> 課題一覧
- A) NYダウのフィボナッチ・リトレースメントに関する本文のうち、「米国の上値は3万3,300ドル近辺が目安」という語句を含む箇所で始まり「準自体はまだ低いと言えます。」で終わる部分を、一字一句違えずに書き写してください。
- B) NYダウとNASDAQの上値めどを論じた本文について、最後に示された文の後から続きを書いてください。

> 本文

米国の上値は3万3,300ドル近辺が目安

図5 米NYダウ(日足)のフィボナッチ・リトレースメント(2022年7月29日取引終了時点)

出所:MARKETSPEEDⅡを元に筆者作成

 同様に、NYダウについても見ていくと、先週の株価上昇によって、「38.2%戻し(3万2,441ドル)」をクリアして、「50%戻し(3万3,302ドル)」をうかがうところに位置しています。日経平均に比べると戻りの水準自体はまだ低いと言えます。

 また、NYダウは3万3,000ドルを節目として強く意識していることについては図3のところでも触れましたが、仮に、3万3,000ドルを超えた場合、さらにそのすぐ先にあるフィボナッチ・リトレースメントの50%戻しを超えられるかも焦点になります。

 したがって、NYダウは3万3,300ドルあたりの価格帯が上値の抵抗となるかもしれません。

図6 米NASDAQ(日足)のフィボナッチ・リトレースメント(2022年7月29日取引終了時点)

出所:MARKETSPEEDⅡを元に筆者作成

 さらに、先週ひときわ上昇の目立った米NASDAQ総合指数においては、まだ「38.2%戻し(1万2,722p)」に届いていない状況です。日経平均やNYダウと比べると、「まだまだ戻りの余地がある」と思われがちですが、チャートを過去にさかのぼると、38.2%戻しの株価水準で攻防が行われた形跡が残されており、ここが節目として意識される可能性は高そうです。

図7 米NYダウの下落と戻り(2022年7月29日取引終了時点)

> 抽出項目
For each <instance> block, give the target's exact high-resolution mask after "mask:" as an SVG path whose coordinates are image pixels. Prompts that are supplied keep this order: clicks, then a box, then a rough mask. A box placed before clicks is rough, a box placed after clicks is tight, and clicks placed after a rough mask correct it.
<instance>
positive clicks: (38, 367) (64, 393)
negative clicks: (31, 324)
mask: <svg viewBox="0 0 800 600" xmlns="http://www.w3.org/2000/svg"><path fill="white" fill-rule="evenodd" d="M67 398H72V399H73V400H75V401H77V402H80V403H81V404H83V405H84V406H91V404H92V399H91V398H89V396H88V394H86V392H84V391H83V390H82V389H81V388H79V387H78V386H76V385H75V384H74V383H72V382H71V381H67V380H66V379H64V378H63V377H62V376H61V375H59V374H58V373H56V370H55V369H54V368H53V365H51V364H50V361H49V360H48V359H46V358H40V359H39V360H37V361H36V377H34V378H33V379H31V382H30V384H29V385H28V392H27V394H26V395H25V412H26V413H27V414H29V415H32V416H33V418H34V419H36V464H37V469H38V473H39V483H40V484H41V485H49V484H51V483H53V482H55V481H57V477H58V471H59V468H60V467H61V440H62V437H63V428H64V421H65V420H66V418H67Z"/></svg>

> 回答一覧
- A)
米国の上値は3万3,300ドル近辺が目安

図5 米NYダウ(日足)のフィボナッチ・リトレースメント(2022年7月29日取引終了時点)

出所:MARKETSPEEDⅡを元に筆者作成

 同様に、NYダウについても見ていくと、先週の株価上昇によって、「38.2%戻し(3万2,441ドル)」をクリアして、「50%戻し(3万3,302ドル)」をうかがうところに位置しています。日経平均に比べると戻りの水準自体はまだ低いと言えます。

- B)
出所:MARKETSPEEDⅡを元に筆者作成

 確かに、NYダウもNASDAQも6月の安値から、かなり株価を戻しており、「底を打った」と判断しても良さそうですが、上の図7のように、NYダウが安値を更新していったん底打ちし、そこからの株価の戻り率を確認してみると、株価を大きく戻しても、その後に安値を更新する下落基調が続いてきたため、まだまだ油断してはいけない状況と考えられます。

 そもそも、株価上昇の背景についても、景況感に対する不安によるインフレの早期収束と金融政策の引き締め鈍化への期待によるところが大きく、本格的なリスクオンとなって、上値を追っていけるかどうかは微妙なところですし、市場の視点はすでに9月のFOMCの利上げ幅へと移ったこともあって、今週発表予定の米雇用統計やISM製造業景況指数といった経済指標に、敏感に反応しやすい相場地合いが想定されます。

 足元の米国株上昇はまだ「買い戻し」の範囲ですが、これから目指そうとするフィボナッチ・リトレースメントなどの節目は「買い上がり」の境界線をトライすることでもあり、そのハードルは意外と高そうですし、少し楽観すぎるかもしれない米国株市場が調整する可能性があることは想定しておく必要がありそうです。

 そして、国内では引き続き企業決算の発表が相次ぎます。今週はトヨタや任天堂、大手金融機関、商社などが予定され、業績を手掛かりとした個別物色の動向が中心となりそうですが、感染者の拡大が続き、行動規制などへの思惑が高まっている新型コロナウイルスの情勢も相場のムードに水を差す可能性もあるため、警戒が必要です。

図8 日経平均(日足)の移動平均線乖離率(25日)のボリンジャーバンド(2022年7月29日取引終了時点)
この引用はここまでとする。